WRITTEN PROBLEM:
Rewrite the part that opens with the line containing "Practice step: find the dreadlocked" and closes with the last line, requests included, multiplying every coordinate in the answers by 1.7 and rounding to whole numbers, with halves rounded up. Leave the requests and their sample coordinates unchanged, and give only these lines.

Object position labeling entries:
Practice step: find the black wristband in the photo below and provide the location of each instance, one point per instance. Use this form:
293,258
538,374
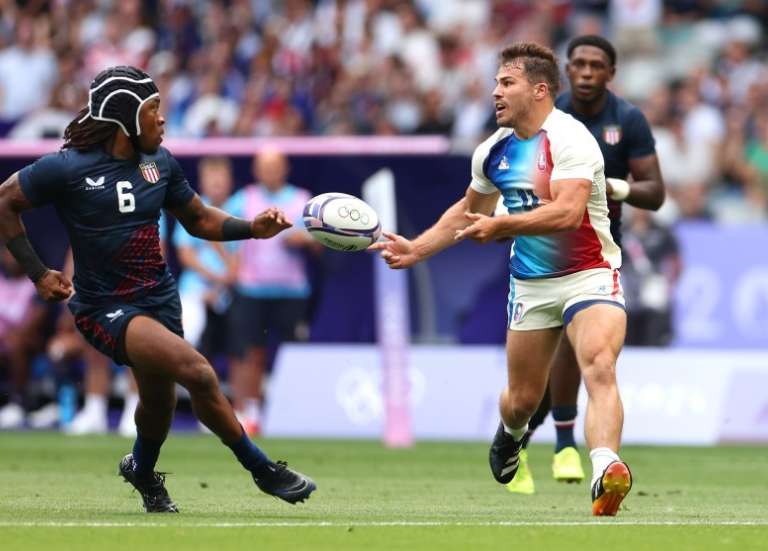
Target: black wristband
234,229
25,255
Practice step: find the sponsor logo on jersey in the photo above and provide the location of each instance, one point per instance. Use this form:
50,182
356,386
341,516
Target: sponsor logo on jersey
612,134
517,311
112,316
97,183
150,172
541,161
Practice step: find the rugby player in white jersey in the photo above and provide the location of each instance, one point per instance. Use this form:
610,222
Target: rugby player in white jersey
563,265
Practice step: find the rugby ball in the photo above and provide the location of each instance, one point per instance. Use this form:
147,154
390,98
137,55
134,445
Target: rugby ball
341,221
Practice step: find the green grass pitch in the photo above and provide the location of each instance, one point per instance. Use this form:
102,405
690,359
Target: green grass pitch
59,492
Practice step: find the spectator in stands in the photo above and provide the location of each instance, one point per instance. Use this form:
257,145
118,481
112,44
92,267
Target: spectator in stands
650,267
30,56
271,285
22,317
208,268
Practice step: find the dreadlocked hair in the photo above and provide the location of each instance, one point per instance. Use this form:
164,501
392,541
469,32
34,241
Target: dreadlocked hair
87,134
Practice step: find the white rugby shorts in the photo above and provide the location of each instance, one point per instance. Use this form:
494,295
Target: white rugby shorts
552,302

IN RESPONSE:
Practice step: find the dreadlocked hair in the photo above and provide the location of each instance, one point per instance. Use this form:
164,501
392,541
469,32
34,241
Target: dreadlocked hair
148,228
Practice step: find the white rugby shorts in the photo above and provide the location of each instance, one point per instance. Use this form:
494,295
Target: white rugby shorts
938,513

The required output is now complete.